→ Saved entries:
---

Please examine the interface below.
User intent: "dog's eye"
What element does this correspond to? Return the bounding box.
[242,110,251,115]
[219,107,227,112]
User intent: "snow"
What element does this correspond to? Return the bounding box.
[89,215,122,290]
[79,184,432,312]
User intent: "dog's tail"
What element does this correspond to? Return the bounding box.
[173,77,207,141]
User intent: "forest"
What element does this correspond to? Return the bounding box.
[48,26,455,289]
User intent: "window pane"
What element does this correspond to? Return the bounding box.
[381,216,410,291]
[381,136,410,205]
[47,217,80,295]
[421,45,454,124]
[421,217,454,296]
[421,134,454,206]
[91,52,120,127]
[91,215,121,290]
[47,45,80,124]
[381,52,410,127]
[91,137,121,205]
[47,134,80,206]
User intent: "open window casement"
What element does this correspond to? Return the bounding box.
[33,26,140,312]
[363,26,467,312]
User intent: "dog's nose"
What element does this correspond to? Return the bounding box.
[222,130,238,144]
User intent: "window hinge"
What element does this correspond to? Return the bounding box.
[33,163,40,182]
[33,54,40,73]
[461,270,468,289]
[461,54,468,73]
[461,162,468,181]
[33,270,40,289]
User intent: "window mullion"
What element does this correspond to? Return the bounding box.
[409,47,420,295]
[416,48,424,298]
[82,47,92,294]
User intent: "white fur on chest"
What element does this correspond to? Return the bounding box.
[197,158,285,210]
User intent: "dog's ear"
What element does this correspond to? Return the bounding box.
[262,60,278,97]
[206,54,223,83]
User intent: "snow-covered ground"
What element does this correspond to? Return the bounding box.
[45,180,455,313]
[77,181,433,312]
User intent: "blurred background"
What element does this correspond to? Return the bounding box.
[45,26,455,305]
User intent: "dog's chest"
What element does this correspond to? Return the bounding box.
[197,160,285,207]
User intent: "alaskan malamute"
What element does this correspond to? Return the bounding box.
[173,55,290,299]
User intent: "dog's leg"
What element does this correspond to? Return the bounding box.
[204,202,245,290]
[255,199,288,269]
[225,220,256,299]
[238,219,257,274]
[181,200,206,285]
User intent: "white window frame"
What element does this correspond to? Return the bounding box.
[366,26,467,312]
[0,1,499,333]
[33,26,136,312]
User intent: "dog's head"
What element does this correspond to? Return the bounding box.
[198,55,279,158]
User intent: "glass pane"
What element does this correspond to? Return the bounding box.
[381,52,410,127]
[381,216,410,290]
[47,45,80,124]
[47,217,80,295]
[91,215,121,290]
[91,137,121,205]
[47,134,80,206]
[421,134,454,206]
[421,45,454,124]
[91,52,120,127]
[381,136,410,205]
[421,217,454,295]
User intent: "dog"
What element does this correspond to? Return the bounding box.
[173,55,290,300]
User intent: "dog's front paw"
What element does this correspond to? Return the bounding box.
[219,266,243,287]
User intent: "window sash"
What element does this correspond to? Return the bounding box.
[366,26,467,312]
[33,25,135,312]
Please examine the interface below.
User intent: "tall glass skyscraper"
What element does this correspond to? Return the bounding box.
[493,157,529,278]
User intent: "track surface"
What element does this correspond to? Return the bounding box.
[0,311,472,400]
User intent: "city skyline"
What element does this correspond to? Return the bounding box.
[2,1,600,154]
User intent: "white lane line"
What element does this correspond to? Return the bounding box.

---

→ What to work on: Filter the lines above so that only those with the string "white" remain, then copy them.

→ Answer to this exercise:
User intent: "white fur on chest"
User intent: "white window frame"
User intent: "white lane line"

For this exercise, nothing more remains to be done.